**TASK TO CARRY OUT**
Exactly as written, retype the listing below, omitting the pictures.

**RECORDS FOR THE TASK**
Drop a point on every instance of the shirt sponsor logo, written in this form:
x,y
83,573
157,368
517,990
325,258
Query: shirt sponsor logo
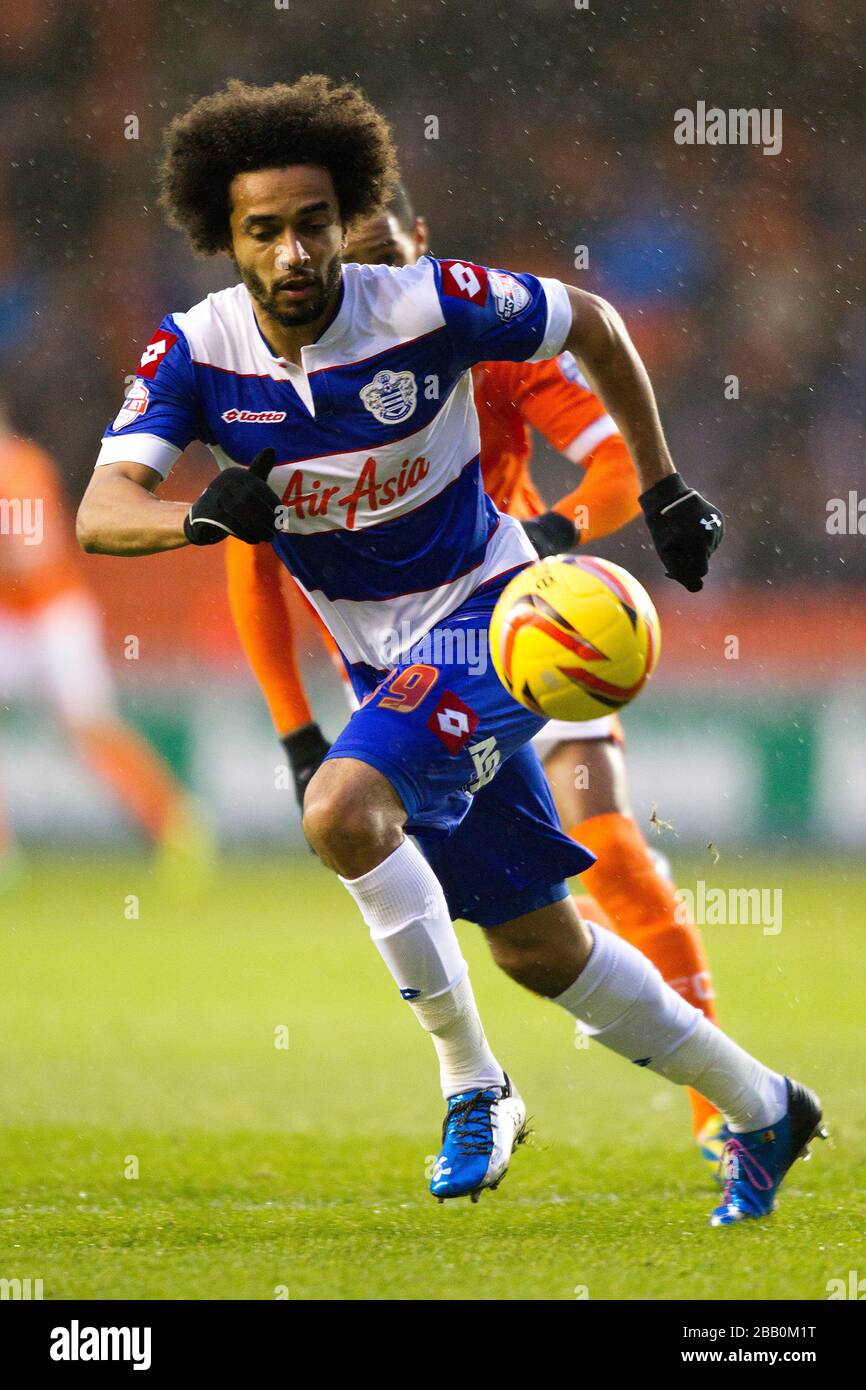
x,y
462,280
156,349
253,417
391,396
134,406
452,722
510,298
370,492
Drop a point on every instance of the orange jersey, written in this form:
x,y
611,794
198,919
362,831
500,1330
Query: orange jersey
x,y
553,398
38,560
510,398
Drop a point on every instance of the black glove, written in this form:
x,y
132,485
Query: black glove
x,y
306,749
238,502
685,528
551,534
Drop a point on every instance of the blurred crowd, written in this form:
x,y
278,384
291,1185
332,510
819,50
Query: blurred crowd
x,y
552,129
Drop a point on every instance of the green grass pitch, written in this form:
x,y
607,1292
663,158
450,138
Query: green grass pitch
x,y
149,1047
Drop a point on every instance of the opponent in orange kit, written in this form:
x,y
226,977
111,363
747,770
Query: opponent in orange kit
x,y
631,893
52,649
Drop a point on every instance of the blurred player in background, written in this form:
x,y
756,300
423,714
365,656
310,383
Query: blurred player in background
x,y
584,763
52,651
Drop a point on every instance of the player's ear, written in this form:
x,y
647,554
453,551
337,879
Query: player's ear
x,y
421,235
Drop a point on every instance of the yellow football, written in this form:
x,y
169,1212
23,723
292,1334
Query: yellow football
x,y
574,637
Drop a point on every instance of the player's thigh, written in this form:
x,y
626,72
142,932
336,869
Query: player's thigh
x,y
352,816
508,856
544,950
588,779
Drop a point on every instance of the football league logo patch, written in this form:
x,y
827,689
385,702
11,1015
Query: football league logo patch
x,y
391,396
509,295
134,406
452,722
156,349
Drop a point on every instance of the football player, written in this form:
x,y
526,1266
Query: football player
x,y
585,763
338,403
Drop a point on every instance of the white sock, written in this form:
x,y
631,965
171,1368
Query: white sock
x,y
622,1001
403,905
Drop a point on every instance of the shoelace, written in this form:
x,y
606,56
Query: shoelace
x,y
736,1154
470,1130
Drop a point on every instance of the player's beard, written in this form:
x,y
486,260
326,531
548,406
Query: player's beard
x,y
293,316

**RESPONSE TO THE EXERCISE**
Drop a point on every instance of the shirt sponsor logo, written in this form:
x,y
83,573
157,368
517,990
325,258
Query: shirt sponsor logo
x,y
462,280
156,349
253,417
391,396
134,406
452,722
510,298
370,492
Drop a point on every instance of the orange jersey, written in this form:
x,y
611,794
198,919
362,831
500,1330
Query: orange jersey
x,y
553,398
38,560
510,398
Drop a point on every instance of the black glove, written in this form:
x,y
132,485
Query: black glove
x,y
306,749
238,502
685,528
551,534
Drop a point on every instance of the blurred crowd, written in this form:
x,y
278,384
291,1185
332,510
819,50
Query: blurred crowd
x,y
552,129
Drop a point on every instance of the green grass pitch, written in this form:
x,y
607,1292
663,158
450,138
Query: green grass pitch
x,y
149,1047
Drop a point on every instance of the opponent in orange kit, written in this form:
x,y
226,977
111,363
747,770
Query: opponent in orange kit
x,y
631,893
52,649
Drop a point on every instance of the blurred player in background, written in this form:
x,y
756,300
423,714
365,656
310,383
Query: blurred player in background
x,y
584,763
52,651
Drop a point on every instance of the player's ear, written in this form:
x,y
647,554
453,551
337,879
Query: player's ear
x,y
421,235
Drop a point on every instance of the yellow football, written in this form:
x,y
169,1212
23,723
292,1334
Query: yellow football
x,y
574,637
Drop a point on every instance of the player's thigh, written in this form:
x,y
626,72
142,932
336,869
Query: player's thigh
x,y
352,816
508,856
544,950
588,779
Drop a point on every instance of the football league logo patch, written in this form:
x,y
827,689
385,702
11,1015
Query: football league logo patch
x,y
391,396
509,295
134,406
452,722
156,349
Drop a point on every instance of the football player, written in this form:
x,y
526,1266
Query: football player
x,y
585,763
338,403
Drop a point on every instance of the white sock, written in this form:
x,y
631,965
171,1368
Query: white sock
x,y
622,1001
403,905
Drop a point on every instance of the shoelace, written in this form:
x,y
606,56
Query: shoelace
x,y
736,1154
470,1130
Drop a point on every instance of the player's beard, written in this form:
x,y
486,260
326,531
548,406
Query: player's beard
x,y
293,316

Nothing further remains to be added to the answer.